Annotated photo localization data:
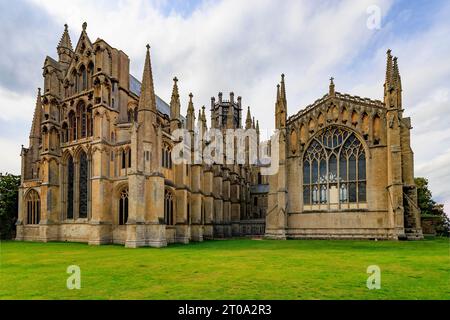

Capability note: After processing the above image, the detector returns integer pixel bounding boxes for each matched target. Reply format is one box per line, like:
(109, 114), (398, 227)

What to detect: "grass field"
(0, 238), (449, 300)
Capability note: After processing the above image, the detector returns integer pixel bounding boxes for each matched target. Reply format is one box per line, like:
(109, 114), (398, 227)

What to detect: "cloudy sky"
(0, 0), (449, 212)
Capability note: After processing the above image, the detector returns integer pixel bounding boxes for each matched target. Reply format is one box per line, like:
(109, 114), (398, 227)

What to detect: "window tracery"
(303, 126), (366, 207)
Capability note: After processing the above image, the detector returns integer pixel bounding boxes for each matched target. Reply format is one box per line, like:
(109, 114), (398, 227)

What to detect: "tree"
(0, 173), (20, 239)
(415, 177), (449, 236)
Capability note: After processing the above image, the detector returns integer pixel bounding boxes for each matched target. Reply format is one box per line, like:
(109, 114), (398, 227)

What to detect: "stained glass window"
(303, 126), (366, 207)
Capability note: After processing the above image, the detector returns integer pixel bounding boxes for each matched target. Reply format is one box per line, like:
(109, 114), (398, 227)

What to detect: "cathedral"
(16, 23), (422, 247)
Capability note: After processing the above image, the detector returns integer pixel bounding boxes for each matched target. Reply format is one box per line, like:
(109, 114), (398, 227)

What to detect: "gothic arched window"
(121, 149), (126, 169)
(303, 126), (366, 207)
(164, 190), (174, 225)
(80, 65), (87, 91)
(119, 188), (129, 225)
(162, 145), (172, 169)
(79, 151), (88, 218)
(62, 122), (68, 143)
(68, 111), (76, 141)
(87, 62), (94, 88)
(26, 190), (40, 225)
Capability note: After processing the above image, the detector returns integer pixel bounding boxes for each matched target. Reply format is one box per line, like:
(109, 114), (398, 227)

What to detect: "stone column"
(89, 147), (112, 245)
(190, 164), (203, 241)
(222, 169), (231, 237)
(203, 167), (214, 239)
(175, 188), (190, 244)
(213, 165), (224, 238)
(230, 175), (241, 236)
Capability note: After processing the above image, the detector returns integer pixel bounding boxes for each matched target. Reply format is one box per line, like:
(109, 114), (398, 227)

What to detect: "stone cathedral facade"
(17, 24), (422, 247)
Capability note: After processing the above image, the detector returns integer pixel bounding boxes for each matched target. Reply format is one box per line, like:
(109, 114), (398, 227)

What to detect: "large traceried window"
(303, 126), (366, 208)
(26, 190), (40, 225)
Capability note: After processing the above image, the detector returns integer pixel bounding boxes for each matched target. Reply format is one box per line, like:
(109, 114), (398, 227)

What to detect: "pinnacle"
(57, 23), (73, 50)
(138, 44), (157, 111)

Task goal
Each record above is to be returned unchanged, while any picture it holds stays out.

Exercise solution
Capability note: After processing the above image, the detector returns integer pixel bounding boxes for each matched target. Reply format is one box per line, like:
(109, 114), (398, 227)

What to detect: "grass field"
(0, 238), (449, 300)
Capability note: After processing the above image, the detector returns integer pixel bounding boxes for each matched target. Reply format is one box per line, like:
(109, 114), (398, 227)

What to detect: "cloudy sky"
(0, 0), (449, 212)
Capability note: After processing the above image, the detector returns integer pixel bounding boxes for each matched target. Reply format is one box per line, like:
(109, 114), (398, 227)

What to detect: "window tracery"
(303, 126), (366, 207)
Capability note: After processing the above image, the detector returns integer pixel bounding boxes for each matched target. Reply format is one box per line, like:
(109, 114), (398, 227)

What to detect: "tree"
(0, 173), (20, 239)
(415, 177), (449, 236)
Capability note: After processing the above image, the detector returns integer pixel bounding boxes for each matched target. Reply format is one box per line, like:
(109, 114), (398, 227)

What to detect: "stained glass window"
(303, 126), (366, 207)
Capability note: After processing the above image, the detector returns integer pixel bounding boxes for each matched target. Reply format is one box per line, like:
(109, 114), (398, 227)

What to detect: "cathedral"
(16, 23), (422, 247)
Capability note: After processing the above image, the detector returns integer pixel bounding boxes for each matched target. Reply format is one box per line, like:
(109, 114), (398, 227)

What to detect: "gothic arched window"
(121, 149), (126, 169)
(303, 126), (366, 207)
(164, 190), (174, 225)
(80, 65), (87, 91)
(119, 188), (129, 225)
(162, 145), (172, 169)
(79, 151), (88, 218)
(62, 122), (68, 143)
(68, 111), (76, 141)
(87, 62), (94, 88)
(26, 190), (40, 225)
Capability note: After processing the above image, the detector returns integer pixel bounding boxes for each matched target. Reply format is one box per line, like:
(109, 114), (398, 227)

What to detect: "stone column"
(89, 147), (112, 245)
(190, 164), (203, 241)
(222, 169), (231, 237)
(203, 167), (214, 239)
(175, 188), (190, 244)
(213, 165), (224, 238)
(230, 175), (241, 236)
Capability note: After processing the above image, the detector returns integer pixel bounding boxes for each matched target. Reply format is one box per line, like:
(109, 114), (398, 227)

What to detect: "stone cathedral facade"
(17, 24), (422, 247)
Capability note: After processing the above image, the detector returns integer pixel bounding boxes for each matched target. Reply format is one box per line, like:
(109, 114), (398, 227)

What to detect: "large traceried window"
(303, 126), (366, 208)
(26, 190), (40, 225)
Capability note: After processing the above image, the detector returns integer pixel bounding boxes for each matched target. Reply format is one box per line, like:
(109, 114), (398, 227)

What to detect: "pinnacle"
(57, 23), (73, 50)
(138, 44), (157, 111)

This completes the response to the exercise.